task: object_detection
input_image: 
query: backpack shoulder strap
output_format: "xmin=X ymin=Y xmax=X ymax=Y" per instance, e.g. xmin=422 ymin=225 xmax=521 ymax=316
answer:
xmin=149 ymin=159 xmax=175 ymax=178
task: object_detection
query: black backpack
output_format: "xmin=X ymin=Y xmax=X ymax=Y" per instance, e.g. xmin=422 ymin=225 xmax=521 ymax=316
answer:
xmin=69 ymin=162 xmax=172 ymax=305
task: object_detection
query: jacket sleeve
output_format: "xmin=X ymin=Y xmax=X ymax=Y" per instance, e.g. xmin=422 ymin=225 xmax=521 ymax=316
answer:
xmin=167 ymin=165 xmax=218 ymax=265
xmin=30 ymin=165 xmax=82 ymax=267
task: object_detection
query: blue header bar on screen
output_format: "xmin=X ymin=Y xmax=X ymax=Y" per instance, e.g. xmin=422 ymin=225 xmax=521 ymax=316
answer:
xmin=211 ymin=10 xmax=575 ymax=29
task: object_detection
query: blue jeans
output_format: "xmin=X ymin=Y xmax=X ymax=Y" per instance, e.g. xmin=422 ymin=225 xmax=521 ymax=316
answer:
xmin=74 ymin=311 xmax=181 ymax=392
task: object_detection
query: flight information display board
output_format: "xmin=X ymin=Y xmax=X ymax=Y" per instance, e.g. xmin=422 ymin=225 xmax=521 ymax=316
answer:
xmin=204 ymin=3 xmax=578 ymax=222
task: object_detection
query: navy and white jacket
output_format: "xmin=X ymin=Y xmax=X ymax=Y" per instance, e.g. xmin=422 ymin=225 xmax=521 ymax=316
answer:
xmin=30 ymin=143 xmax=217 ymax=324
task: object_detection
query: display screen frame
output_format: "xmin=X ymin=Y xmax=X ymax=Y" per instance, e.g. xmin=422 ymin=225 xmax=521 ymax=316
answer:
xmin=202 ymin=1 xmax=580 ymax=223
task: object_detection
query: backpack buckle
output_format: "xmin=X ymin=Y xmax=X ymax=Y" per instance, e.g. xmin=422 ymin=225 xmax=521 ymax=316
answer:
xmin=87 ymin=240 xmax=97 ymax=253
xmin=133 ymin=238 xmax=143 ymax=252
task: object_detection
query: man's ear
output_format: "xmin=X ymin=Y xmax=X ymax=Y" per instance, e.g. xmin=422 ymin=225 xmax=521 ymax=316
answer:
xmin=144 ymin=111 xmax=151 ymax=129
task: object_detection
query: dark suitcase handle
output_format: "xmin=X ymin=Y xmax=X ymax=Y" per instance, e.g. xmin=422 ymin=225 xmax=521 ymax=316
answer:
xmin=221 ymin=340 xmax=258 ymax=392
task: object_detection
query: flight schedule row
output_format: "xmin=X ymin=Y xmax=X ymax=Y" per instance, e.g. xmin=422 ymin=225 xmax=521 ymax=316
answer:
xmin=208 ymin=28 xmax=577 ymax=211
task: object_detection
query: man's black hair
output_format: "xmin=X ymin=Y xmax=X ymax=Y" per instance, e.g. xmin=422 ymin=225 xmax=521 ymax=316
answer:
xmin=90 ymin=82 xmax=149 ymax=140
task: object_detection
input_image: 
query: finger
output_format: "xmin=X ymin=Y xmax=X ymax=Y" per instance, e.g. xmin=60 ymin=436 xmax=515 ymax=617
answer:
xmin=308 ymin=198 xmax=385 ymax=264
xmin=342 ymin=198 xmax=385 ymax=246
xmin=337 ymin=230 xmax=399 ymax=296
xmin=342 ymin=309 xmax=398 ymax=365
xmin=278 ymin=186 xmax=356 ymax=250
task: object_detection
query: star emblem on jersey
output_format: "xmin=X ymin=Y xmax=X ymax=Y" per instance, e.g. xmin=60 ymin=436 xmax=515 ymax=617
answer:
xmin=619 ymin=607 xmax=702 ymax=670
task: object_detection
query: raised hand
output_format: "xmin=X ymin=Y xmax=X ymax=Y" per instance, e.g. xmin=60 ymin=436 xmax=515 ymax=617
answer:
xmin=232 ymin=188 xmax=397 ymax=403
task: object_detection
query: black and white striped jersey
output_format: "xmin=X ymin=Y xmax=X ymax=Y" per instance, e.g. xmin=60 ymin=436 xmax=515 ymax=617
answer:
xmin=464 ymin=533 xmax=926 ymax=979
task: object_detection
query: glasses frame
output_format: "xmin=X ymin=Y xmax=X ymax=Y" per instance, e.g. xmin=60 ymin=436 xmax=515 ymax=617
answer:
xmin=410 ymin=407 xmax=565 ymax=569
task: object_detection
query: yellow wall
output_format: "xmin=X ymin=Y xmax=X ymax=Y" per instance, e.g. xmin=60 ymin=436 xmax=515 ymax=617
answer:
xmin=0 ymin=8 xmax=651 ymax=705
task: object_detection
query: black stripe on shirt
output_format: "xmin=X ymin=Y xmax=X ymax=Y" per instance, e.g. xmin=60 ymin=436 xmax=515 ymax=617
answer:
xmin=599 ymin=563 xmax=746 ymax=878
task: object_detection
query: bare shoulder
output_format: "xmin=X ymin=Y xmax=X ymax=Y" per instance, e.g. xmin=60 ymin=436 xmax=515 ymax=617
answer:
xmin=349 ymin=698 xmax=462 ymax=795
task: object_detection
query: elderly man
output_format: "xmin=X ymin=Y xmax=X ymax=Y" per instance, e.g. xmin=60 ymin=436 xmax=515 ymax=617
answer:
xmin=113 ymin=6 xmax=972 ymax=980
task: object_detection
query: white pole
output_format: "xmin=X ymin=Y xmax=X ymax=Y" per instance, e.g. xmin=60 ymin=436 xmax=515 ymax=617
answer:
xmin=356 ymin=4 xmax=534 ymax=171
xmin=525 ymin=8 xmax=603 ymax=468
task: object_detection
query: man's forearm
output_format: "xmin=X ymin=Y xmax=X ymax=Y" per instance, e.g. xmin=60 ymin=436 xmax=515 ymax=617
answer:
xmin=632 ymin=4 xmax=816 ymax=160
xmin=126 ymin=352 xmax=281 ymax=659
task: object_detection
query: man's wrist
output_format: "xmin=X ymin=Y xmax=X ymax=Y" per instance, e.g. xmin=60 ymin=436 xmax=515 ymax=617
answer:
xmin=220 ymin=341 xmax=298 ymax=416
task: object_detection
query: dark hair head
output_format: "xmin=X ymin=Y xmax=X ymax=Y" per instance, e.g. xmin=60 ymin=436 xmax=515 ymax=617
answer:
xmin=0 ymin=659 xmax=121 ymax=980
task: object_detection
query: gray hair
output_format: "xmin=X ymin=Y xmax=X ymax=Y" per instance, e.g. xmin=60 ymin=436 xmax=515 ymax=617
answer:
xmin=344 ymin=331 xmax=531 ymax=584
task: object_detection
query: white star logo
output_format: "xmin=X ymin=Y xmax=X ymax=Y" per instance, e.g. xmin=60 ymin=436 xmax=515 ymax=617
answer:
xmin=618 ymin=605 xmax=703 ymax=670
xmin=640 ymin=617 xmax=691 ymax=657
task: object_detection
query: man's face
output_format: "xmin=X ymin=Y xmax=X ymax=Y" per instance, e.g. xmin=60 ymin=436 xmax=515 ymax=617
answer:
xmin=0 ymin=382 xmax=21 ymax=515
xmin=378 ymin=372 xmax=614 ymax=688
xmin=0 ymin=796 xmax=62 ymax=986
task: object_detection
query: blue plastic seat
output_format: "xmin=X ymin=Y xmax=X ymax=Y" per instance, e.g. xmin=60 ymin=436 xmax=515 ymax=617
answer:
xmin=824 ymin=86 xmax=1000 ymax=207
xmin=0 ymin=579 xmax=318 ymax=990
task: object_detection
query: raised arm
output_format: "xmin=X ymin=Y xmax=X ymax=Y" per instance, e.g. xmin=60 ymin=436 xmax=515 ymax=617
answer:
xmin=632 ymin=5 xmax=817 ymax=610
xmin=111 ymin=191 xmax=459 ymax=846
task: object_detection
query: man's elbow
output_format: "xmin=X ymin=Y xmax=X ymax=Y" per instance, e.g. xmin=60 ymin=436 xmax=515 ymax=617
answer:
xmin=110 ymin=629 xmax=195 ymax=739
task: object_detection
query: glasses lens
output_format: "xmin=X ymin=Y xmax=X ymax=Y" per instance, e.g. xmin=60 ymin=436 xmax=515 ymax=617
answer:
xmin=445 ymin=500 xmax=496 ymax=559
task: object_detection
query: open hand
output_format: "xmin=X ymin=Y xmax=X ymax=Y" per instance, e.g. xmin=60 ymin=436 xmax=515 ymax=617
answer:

### Exercise description
Count the lines in the records above that contain the word "jersey" and give only that number.

### Solution to the problem
2